## [Brief]
Rewrite the listing below with "scouting tally" changed to "field survey" everywhere and everything else left as it is, and leave out the pictures.

## [Data for this task]
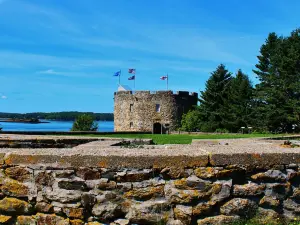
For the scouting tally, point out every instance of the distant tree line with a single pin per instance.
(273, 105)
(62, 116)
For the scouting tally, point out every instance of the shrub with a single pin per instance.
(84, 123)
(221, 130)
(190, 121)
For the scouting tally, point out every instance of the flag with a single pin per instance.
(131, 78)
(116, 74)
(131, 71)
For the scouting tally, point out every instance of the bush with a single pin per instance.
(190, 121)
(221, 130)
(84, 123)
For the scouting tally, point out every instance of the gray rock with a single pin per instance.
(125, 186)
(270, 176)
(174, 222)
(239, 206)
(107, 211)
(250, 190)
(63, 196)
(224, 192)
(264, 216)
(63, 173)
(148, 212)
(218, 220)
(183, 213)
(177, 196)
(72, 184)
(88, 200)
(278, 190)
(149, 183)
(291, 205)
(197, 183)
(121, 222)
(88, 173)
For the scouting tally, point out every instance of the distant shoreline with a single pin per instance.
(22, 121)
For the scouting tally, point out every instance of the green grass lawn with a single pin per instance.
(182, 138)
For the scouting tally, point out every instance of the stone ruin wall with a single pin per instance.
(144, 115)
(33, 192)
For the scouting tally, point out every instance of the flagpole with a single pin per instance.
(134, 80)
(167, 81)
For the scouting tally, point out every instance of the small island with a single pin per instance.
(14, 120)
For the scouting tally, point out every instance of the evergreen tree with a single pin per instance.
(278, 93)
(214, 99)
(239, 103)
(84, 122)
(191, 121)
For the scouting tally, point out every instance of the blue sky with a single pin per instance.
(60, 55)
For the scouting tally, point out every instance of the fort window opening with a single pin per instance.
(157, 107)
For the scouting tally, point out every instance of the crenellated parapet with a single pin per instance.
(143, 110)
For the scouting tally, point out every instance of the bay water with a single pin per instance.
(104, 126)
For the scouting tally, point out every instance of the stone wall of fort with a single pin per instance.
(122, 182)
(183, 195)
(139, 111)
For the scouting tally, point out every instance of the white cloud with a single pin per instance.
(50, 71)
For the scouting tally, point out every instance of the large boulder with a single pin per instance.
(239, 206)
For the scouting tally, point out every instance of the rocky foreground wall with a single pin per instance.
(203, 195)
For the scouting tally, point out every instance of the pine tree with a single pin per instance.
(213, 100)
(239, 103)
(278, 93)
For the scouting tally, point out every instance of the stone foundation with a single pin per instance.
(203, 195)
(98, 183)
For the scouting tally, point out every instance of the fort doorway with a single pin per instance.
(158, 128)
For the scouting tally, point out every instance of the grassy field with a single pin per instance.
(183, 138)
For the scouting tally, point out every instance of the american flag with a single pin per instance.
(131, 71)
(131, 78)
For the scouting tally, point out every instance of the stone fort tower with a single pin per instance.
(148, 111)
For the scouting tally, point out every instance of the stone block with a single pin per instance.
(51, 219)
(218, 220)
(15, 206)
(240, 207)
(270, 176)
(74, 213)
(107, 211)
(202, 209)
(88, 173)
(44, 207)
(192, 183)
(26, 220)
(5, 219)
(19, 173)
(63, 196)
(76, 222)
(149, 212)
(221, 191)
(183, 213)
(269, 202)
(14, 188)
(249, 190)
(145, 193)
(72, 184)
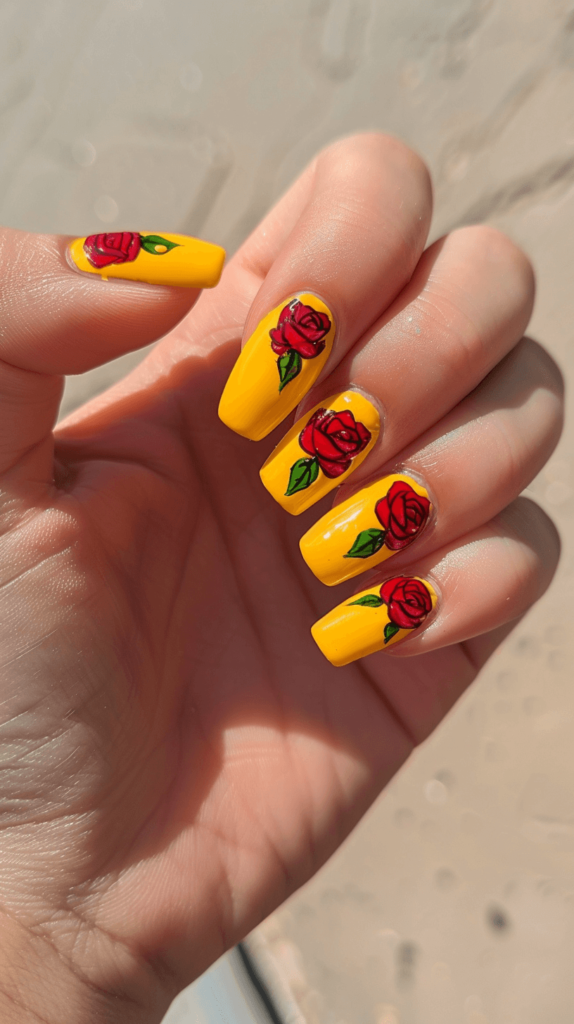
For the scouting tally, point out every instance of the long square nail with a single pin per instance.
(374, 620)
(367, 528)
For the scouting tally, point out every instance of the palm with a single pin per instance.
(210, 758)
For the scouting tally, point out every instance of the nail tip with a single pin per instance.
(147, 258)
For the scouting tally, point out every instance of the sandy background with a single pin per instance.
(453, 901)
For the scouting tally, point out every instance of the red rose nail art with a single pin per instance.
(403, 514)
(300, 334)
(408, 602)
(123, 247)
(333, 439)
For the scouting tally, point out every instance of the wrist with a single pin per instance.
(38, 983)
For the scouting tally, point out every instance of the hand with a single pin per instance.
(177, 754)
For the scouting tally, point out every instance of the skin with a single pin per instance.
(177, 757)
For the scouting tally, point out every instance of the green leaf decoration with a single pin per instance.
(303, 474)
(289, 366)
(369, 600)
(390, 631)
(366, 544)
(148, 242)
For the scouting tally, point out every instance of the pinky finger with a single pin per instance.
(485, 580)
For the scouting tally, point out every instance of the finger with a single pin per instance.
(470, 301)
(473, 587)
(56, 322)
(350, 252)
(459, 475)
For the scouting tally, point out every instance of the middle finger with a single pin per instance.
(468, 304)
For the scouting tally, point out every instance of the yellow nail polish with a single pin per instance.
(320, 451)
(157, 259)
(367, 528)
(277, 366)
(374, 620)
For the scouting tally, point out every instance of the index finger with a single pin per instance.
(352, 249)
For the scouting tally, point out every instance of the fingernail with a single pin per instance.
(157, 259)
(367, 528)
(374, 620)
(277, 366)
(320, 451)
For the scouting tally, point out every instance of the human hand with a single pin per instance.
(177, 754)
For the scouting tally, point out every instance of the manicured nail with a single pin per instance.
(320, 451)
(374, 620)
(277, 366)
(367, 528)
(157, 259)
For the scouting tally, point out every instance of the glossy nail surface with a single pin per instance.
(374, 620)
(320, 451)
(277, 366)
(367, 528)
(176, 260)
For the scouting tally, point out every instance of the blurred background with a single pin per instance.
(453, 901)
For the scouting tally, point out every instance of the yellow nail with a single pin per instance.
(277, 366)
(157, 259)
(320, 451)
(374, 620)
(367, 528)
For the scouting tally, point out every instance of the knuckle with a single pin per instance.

## [Result of this exercise]
For the field survey, point out every instance of the distant tree line with a single pin per instance.
(273, 105)
(62, 116)
For the field survey, point out every instance of the shrub with a single pin per instance.
(84, 123)
(221, 130)
(190, 121)
For the field survey, point out every instance of the flag with a single pin per instance.
(131, 78)
(116, 74)
(131, 71)
For the field survey, point out every instance of the bush with a single pin per instance.
(190, 121)
(221, 130)
(84, 123)
For the field survey, point out every instance of the gray rock with a single pin per instance.
(125, 186)
(270, 176)
(174, 222)
(239, 206)
(107, 211)
(250, 190)
(63, 196)
(224, 192)
(264, 216)
(63, 173)
(148, 212)
(218, 220)
(183, 213)
(177, 196)
(72, 184)
(88, 200)
(278, 190)
(149, 183)
(291, 205)
(197, 183)
(121, 222)
(88, 173)
For the field survey, point out every instance of the distant shoreline with a single pin per instance.
(22, 121)
For the field survey, point out every instance of the green grass lawn with a single pin per instance.
(182, 138)
For the field survey, point out every instance of the stone ruin wall with a single pin per instance.
(144, 115)
(33, 192)
For the field survey, point out every instance of the flagpole with a single pin per instance.
(134, 80)
(167, 81)
For the field survey, point out every instance of the small island with a single pin per instance.
(14, 120)
For the field survey, point out every instance of the evergreen tree with a single pin per instance.
(278, 93)
(214, 99)
(239, 103)
(84, 122)
(191, 121)
For the field survey, point out every instance of the blue sky with a single pin per instance.
(60, 55)
For the field survey, point out every instance of the fort window opening with a single pin per instance.
(157, 107)
For the field survey, point out every instance of the crenellated parapet with a single pin per instance.
(143, 110)
For the field survey, point out every instance of the bay water with a single pin per instance.
(104, 126)
For the field survey, point out every instance of the stone wall of fort with a single pin per instance.
(122, 182)
(183, 195)
(139, 111)
For the field survey, point out every instance of the white cloud with a single pin per instance.
(50, 71)
For the field survey, point out every instance of the large boulder with a single pin per instance.
(239, 206)
For the field survey, point out every instance of the rocky foreground wall with a single pin per instance.
(203, 195)
For the field survey, point out every instance of the pine tree with a single pin per instance.
(213, 100)
(239, 103)
(278, 93)
For the field survey, point out every instance of the stone foundation with a single pin per instance.
(203, 195)
(98, 183)
For the field survey, point out every instance of the fort doorway with a single pin per instance.
(158, 128)
For the field survey, point out every instance of the grassy field with a single pin per instance.
(183, 138)
For the field survey, point out every instance of the american flag with a single pin per instance.
(131, 71)
(131, 78)
For the field survey, point out every instance of the stone fort tower with a single pin per instance.
(148, 111)
For the field survey, point out every instance of the stone block with a single pin per instance.
(51, 219)
(218, 220)
(15, 206)
(240, 207)
(270, 176)
(74, 213)
(107, 211)
(202, 209)
(88, 173)
(44, 207)
(192, 183)
(26, 220)
(5, 219)
(19, 173)
(63, 196)
(76, 222)
(149, 212)
(221, 191)
(183, 213)
(269, 202)
(14, 188)
(249, 190)
(145, 193)
(72, 184)
For the field survey, point out every instance of the long square nail with a single pin per instance.
(374, 620)
(367, 528)
For the field survey, point out every instance of the palm with a single pin per instance.
(210, 758)
For the field survey, point out every instance of the nail tip with a single pin per instance.
(147, 258)
For the field survey, point out every instance of the sandy background with a single pin per instance.
(453, 901)
For the field survey, point out every instance of the red rose nail art with a single pin per instance.
(403, 514)
(300, 334)
(408, 602)
(123, 247)
(333, 439)
For the field survey, point out every instance of the wrist with a single pin per instance.
(38, 983)
For the field survey, point out every instance of the hand with a single pin per instance.
(177, 754)
For the field survey, point out every instance of the skin with a single pin per instance.
(177, 757)
For the field survey, point out every instance of the green leaf decoration with a single pin per instance.
(303, 474)
(289, 366)
(369, 600)
(390, 631)
(366, 544)
(148, 242)
For the field survey, point out every instance of the pinky finger with a single pin per instance.
(485, 580)
For the field survey, point out every instance of the finger with a single pin per instance.
(470, 301)
(473, 587)
(56, 322)
(350, 252)
(459, 475)
For the field survey, point out every instance of the middle finger with a single pin per instance.
(468, 304)
For the field survey, point out every instance of the yellow nail polish with a single pin per instance.
(320, 451)
(157, 259)
(367, 528)
(277, 366)
(374, 620)
For the field survey, point out every instance of the index finger with a single pin per instance.
(352, 249)
For the field survey, point out every instance of the fingernail with a single pin per instance.
(157, 259)
(367, 528)
(374, 620)
(277, 366)
(320, 451)
For the field survey, point out every instance of the human hand with a single pin per instance.
(177, 754)
For the field survey, point out every instance of the manicured nail with a single pin per instance.
(320, 451)
(374, 620)
(277, 366)
(367, 528)
(157, 259)
For the field survey, point out every instance of the glossy nail surface with a single pin per instance.
(374, 620)
(320, 451)
(277, 366)
(367, 528)
(176, 260)
For the field survey, point out every instance of the blurred background with a single pin per instance.
(453, 901)
For the field survey, point out every instance of the yellow nail with a single pin per instance.
(277, 366)
(157, 259)
(320, 451)
(374, 620)
(367, 528)
For the field survey, point out every instance of the knuckle with a single pin per instance.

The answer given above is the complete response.